To be done:
Recast the material below as a JSON list of strings, with one string for each line and blank lines left out.

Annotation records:
--------
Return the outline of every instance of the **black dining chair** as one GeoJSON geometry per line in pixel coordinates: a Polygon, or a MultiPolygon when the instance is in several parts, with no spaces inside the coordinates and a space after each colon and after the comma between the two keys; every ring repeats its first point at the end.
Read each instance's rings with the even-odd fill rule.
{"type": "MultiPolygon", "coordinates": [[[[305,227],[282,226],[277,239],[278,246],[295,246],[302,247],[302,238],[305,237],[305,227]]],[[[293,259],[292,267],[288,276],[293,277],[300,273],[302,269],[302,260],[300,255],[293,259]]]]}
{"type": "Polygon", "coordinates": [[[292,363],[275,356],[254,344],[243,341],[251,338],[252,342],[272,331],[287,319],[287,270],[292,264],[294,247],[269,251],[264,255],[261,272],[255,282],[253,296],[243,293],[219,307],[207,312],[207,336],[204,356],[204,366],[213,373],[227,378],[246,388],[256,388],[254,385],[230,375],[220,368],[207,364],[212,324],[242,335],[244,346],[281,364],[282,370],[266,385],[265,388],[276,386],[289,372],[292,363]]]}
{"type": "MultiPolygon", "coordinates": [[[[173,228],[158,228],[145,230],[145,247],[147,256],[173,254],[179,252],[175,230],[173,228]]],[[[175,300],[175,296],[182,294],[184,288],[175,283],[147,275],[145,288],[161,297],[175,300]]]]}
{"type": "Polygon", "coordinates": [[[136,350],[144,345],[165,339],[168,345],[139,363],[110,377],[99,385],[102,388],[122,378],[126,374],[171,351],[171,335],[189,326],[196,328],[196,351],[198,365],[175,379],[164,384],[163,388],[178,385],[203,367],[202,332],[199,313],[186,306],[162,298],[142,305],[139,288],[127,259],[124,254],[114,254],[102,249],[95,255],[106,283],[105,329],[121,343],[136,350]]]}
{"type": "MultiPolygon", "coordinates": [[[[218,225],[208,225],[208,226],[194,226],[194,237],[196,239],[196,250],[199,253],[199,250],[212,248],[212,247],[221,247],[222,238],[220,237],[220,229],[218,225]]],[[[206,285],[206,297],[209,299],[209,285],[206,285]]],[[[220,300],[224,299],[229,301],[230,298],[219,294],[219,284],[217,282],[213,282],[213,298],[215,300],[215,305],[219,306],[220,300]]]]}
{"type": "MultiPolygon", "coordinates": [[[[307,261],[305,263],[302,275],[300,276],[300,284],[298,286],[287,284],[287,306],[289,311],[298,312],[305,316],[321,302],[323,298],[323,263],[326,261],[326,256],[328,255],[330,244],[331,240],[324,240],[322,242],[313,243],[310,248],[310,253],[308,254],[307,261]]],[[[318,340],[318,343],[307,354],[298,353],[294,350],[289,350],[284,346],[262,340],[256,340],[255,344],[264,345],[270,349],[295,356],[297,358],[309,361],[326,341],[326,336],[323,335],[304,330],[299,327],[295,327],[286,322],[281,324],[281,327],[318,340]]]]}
--------
Exercise solution:
[
  "Return the outline of every instance of the **black dining chair** as one GeoJSON geometry per line in pixel coordinates: a Polygon, or a MultiPolygon when the instance is in several parts, with no spaces inside the coordinates and a space after each colon and after the comma between the two keys; every ring repeats its first point at the end.",
  "Read each instance's rings with the even-odd fill rule.",
  "{\"type\": \"MultiPolygon\", \"coordinates\": [[[[305,227],[282,226],[277,239],[278,246],[295,246],[302,247],[302,238],[305,237],[305,227]]],[[[293,259],[292,267],[288,276],[293,277],[300,273],[302,269],[302,260],[300,255],[293,259]]]]}",
  "{\"type\": \"Polygon\", \"coordinates\": [[[292,363],[275,356],[254,344],[243,341],[251,338],[252,342],[272,331],[287,319],[287,270],[292,264],[294,247],[269,251],[264,255],[261,272],[255,282],[253,296],[243,293],[219,307],[207,312],[207,336],[204,356],[204,366],[213,373],[227,378],[246,388],[256,388],[254,385],[230,375],[220,368],[207,364],[212,324],[242,335],[244,346],[281,364],[282,370],[266,385],[265,388],[276,386],[289,372],[292,363]]]}",
  "{\"type\": \"MultiPolygon\", \"coordinates\": [[[[173,228],[158,228],[145,230],[145,247],[147,256],[173,254],[179,252],[175,230],[173,228]]],[[[175,300],[175,296],[182,294],[184,288],[175,283],[147,275],[145,288],[161,297],[175,300]]]]}",
  "{\"type\": \"Polygon\", \"coordinates\": [[[136,350],[144,345],[165,339],[168,345],[139,363],[110,377],[99,385],[102,388],[122,378],[126,374],[171,351],[171,335],[189,326],[196,328],[196,351],[198,365],[175,379],[164,384],[163,388],[178,385],[203,367],[202,332],[199,313],[186,306],[162,298],[142,305],[139,288],[127,259],[124,254],[114,254],[102,249],[95,255],[106,283],[105,329],[121,343],[136,350]]]}",
  "{\"type\": \"MultiPolygon\", \"coordinates\": [[[[218,225],[208,225],[208,226],[194,226],[194,237],[196,239],[196,250],[199,253],[199,250],[212,248],[212,247],[221,247],[222,238],[220,237],[220,229],[218,225]]],[[[206,285],[206,297],[209,299],[209,285],[206,285]]],[[[220,300],[224,299],[229,301],[230,298],[219,294],[219,284],[217,282],[213,282],[213,298],[215,300],[215,305],[219,306],[220,300]]]]}",
  "{\"type\": \"MultiPolygon\", \"coordinates\": [[[[307,261],[305,263],[302,275],[300,276],[300,284],[298,286],[287,284],[287,306],[289,311],[298,312],[305,316],[321,302],[323,298],[323,263],[326,261],[326,256],[328,255],[330,244],[331,240],[324,240],[322,242],[313,243],[310,248],[310,253],[308,254],[307,261]]],[[[318,340],[318,343],[307,354],[298,353],[294,350],[289,350],[284,346],[262,340],[256,340],[255,344],[264,345],[270,349],[295,356],[297,358],[309,361],[326,341],[326,336],[323,335],[304,330],[299,327],[295,327],[286,322],[281,324],[281,327],[318,340]]]]}"
]